Stored data entries
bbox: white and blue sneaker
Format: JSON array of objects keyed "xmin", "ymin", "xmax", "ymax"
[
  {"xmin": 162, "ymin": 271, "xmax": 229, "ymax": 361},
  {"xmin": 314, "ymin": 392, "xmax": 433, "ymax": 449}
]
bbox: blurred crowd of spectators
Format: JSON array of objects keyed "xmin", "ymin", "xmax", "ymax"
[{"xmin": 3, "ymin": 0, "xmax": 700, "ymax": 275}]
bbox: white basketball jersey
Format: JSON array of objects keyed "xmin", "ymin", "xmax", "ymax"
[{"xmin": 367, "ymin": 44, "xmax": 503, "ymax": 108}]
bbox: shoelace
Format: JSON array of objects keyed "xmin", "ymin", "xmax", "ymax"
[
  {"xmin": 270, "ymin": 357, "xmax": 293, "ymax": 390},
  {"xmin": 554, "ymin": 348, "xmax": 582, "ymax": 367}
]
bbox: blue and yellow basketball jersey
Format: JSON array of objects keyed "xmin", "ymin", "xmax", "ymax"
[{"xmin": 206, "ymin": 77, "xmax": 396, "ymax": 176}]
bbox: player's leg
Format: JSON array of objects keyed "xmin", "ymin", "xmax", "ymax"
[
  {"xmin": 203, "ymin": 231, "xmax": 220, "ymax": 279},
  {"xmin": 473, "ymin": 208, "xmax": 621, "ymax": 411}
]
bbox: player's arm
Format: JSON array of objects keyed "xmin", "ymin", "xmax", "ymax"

* **What you are asked to do**: Give the data back in full, exactly as written.

* **Completed task**:
bbox: white and blue sneaker
Format: JSON array of objects keyed "xmin", "ymin", "xmax", "ymax"
[
  {"xmin": 162, "ymin": 271, "xmax": 229, "ymax": 361},
  {"xmin": 314, "ymin": 392, "xmax": 433, "ymax": 449}
]
bbox: blurred crowd of spectators
Format: JSON array of objects keyed "xmin", "ymin", "xmax", "ymax"
[{"xmin": 3, "ymin": 0, "xmax": 700, "ymax": 275}]
bbox: white basketball jersey
Format: JSON array of objects keyed "xmin", "ymin", "xmax", "ymax"
[{"xmin": 367, "ymin": 44, "xmax": 503, "ymax": 108}]
bbox: shoelace
Format: JSON array of objects keyed "xmin", "ymin", "xmax", "ymax"
[
  {"xmin": 270, "ymin": 357, "xmax": 293, "ymax": 390},
  {"xmin": 554, "ymin": 348, "xmax": 582, "ymax": 367}
]
bbox: blue and yellow basketball jersey
Format: JSON array of objects keyed "xmin", "ymin", "xmax", "ymax"
[{"xmin": 206, "ymin": 77, "xmax": 396, "ymax": 176}]
bbox: player's leg
Format: JSON array of objects keyed "xmin", "ymin", "xmax", "ymax"
[
  {"xmin": 203, "ymin": 231, "xmax": 220, "ymax": 279},
  {"xmin": 473, "ymin": 208, "xmax": 621, "ymax": 411}
]
bbox: player's arm
Format: JSON array of objects keyed "xmin", "ymin", "xmax", "ymax"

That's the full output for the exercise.